◆ DATA FOR PROCESSING ◆
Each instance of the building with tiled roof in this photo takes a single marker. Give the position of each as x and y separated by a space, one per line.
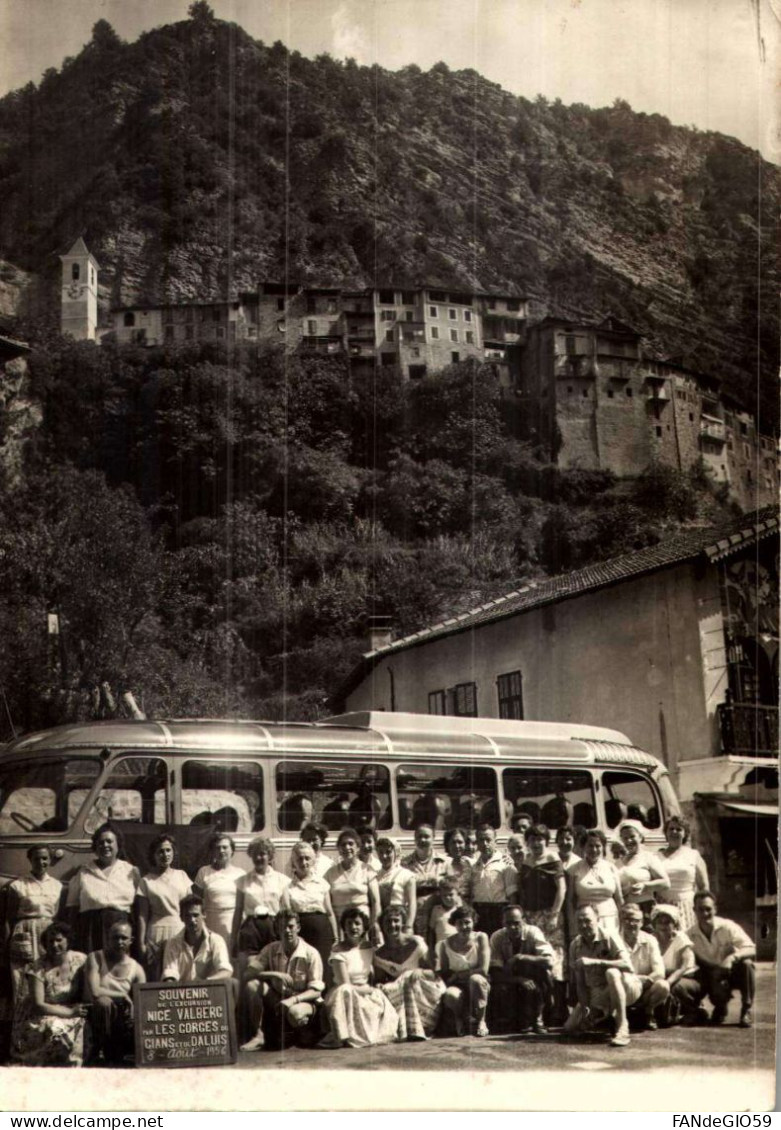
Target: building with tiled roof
675 645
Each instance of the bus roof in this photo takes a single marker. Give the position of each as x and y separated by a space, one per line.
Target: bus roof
369 733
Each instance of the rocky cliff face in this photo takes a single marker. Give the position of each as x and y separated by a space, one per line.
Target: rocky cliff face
198 162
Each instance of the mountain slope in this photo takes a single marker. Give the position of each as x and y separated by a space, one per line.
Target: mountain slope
198 161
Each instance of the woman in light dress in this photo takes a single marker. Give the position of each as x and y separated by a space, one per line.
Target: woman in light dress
33 904
686 870
396 883
641 872
358 1014
462 963
402 972
258 902
310 896
593 881
353 883
680 966
216 884
159 894
50 1024
100 889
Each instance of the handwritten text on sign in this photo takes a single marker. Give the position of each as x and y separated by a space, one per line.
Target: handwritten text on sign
180 1025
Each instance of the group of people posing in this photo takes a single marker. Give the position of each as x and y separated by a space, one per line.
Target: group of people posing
376 946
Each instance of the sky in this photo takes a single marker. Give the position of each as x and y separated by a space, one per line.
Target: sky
710 63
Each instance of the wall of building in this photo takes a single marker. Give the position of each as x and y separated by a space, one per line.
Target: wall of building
628 657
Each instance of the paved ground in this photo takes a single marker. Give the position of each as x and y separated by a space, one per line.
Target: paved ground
728 1046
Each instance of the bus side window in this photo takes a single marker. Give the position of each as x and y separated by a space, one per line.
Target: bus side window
630 796
556 797
132 791
337 796
447 796
227 796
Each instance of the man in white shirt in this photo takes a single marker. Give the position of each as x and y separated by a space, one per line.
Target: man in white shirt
520 968
602 978
725 954
648 964
283 985
494 881
197 954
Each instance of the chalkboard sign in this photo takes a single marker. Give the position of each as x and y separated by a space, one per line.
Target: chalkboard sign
184 1024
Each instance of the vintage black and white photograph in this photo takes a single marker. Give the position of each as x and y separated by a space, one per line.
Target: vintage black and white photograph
389 536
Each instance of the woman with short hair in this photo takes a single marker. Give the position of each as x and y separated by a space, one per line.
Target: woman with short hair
258 902
310 896
216 884
49 1026
593 881
358 1015
100 889
686 870
396 883
456 842
159 894
353 884
402 972
641 872
680 966
33 904
462 963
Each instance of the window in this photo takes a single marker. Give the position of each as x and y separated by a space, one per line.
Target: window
436 702
133 790
465 700
630 796
447 796
510 690
341 794
42 796
225 794
556 797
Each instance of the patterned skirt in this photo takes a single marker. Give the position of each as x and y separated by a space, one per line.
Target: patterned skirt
554 937
417 1000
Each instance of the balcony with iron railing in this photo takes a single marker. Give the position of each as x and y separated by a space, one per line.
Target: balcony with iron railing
748 729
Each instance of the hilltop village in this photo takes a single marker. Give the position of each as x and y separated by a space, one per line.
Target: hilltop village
586 393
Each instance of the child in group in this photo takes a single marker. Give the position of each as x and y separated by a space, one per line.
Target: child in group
444 903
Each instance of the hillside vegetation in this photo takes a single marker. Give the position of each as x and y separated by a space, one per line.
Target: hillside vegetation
211 527
198 161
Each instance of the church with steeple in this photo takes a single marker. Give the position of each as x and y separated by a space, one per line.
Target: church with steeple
78 294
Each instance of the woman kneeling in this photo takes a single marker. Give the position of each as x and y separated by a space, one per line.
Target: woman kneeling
358 1015
462 963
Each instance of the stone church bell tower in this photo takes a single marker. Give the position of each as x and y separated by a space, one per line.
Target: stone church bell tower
78 302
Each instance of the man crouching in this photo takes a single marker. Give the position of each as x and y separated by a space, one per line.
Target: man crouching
602 979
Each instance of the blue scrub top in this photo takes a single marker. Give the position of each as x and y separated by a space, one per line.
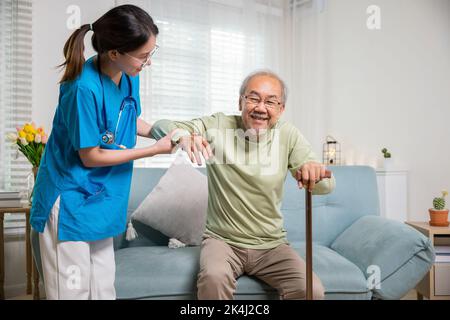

◆ WHAT YOU WILL DO ◆
Repeat all of the data above, replacing "single marker" with "single point" wherever it appears and leaving everything else the same. Omit the pictures from your answer.

◆ RESPONSE ◆
Each instance of the building with tiled roof in this photo takes a single point. Give the position of each as x and y separated by a space, one per line.
Target: building with tiled roof
675 645
Each instance of the bus roof in this photo takes a single point. Give the position of each as x and y separated by a space, one per line.
Target: bus roof
369 733
Each instance of the rocky cliff face in this photo takes a single point. Give the position of each as x and y separated by a space, one per line.
Target: rocky cliff face
198 162
Each instance of the mountain slope in this photo takes a single point. Give the position of each as x and y separated by a space, one per line.
Target: mountain slope
198 161
Each instance of the woman in light dress in this photo takes a single point. Give the position of each as x and y separated by a space, one per line.
Target: woman in light dress
33 904
686 870
396 883
641 872
358 1014
462 963
402 972
258 902
310 896
593 881
353 883
680 966
216 884
159 894
50 1024
100 889
Each instance of the handwritten text on sign in this photo takes a single point. Give the position of each as x and y separated by a space, one per line.
Target: handwritten text on sign
180 1025
Each instance of the group of people posing in this photo takes a single point. Give the position of each as x and y separated by a space, one per line.
Target: group of people posing
376 946
Each instance of the sky in this photo takes a single point. Give the position of each as x and y separated by a space, one per line.
Target: sky
710 63
Each instance of the wall of building in this photo takes a single point. Give the position of each as x and y separated by a space, one per line.
Target: wall of building
628 657
Each instance of the paved ground in this photo takes a single point. Give the position of each as x and y separated by a space, one per line.
Target: paved ground
728 1046
Each instance of the bus side window in this photo takes a single point. Give the position of each as x and y separated by a space, one per line.
Target: bus side window
630 796
556 797
132 791
337 796
447 796
227 796
Each instance of the man in white shirt in this photo takes a single point. Give the position of each as x and y separated by a space, one per line.
Target: man in white shirt
520 968
602 978
725 954
648 964
283 985
494 881
197 954
Each instance of the chalkboard sign in this photo takes a single point. Give the position of each as x and y separated by a space, one per line.
Target: chalkboard sign
184 1024
Each instance of the vintage black and white photograph in this photo takes a single point. Give the position of each as x and y separated by a space, one per line.
Target: vintage black and white photograph
389 536
Each instance of the woman with short hair in this photo takes a single point. Give the position of each as x and y separated by a space, one per line.
Target: woman with short hair
258 902
310 896
216 884
49 1026
593 881
358 1015
100 889
686 870
396 883
456 842
159 894
353 884
402 972
641 872
680 966
33 904
462 963
Each instance of the window in this photo takes a single point. Give the position of each as x and y separated by a space, one per line.
Target: window
436 702
133 790
465 700
630 796
447 796
510 690
341 794
42 796
225 794
556 797
Each instance of the patterned skirt in this photo takes a single point. Give the position of each as x and y separated by a space, one per line.
Target: patterned skirt
554 937
417 1000
Each instance of the balcony with iron railing in this photo takes a single point. Give the position of each as x and y separated by a space, one per line.
Target: balcony with iron railing
748 729
Each instance of the hilltop village in this photo takes a single point. Give the position of each as x and y separated by a space, one per line.
Target: hilltop village
586 393
Each instance of the child in group in this photo takes a single point. Give the position of each as x and y separated by a space, one per line.
Target: child in group
444 903
Each instance of the hillside vegetation in this photo takes a single point. Give the position of each as x and y separated by a space, one per line.
Target: hillside vegetation
211 527
198 161
Each instance of the church with steeple in this photo takes a single point. Give the position of each as x and y separated by a space, one per line.
Target: church with steeple
78 294
Each instance of the woman kneeling in this photo takes a single point. Give the position of each as x and y separated by a space, one per line.
Target: woman kneeling
358 1015
462 963
Each instance of the stone church bell tower in this photo takes a single point. Give the position of each as x and y separated by a space, one per line.
Target: stone church bell tower
78 302
Each instance of the man crouching in this photo takes a single point. Give the position of each as x and y separated by a space, one per line.
Target: man crouching
602 979
Each instance of the blue scrub top in this photo takes a single point. Give the position of each as x and y separated by a space, one per line.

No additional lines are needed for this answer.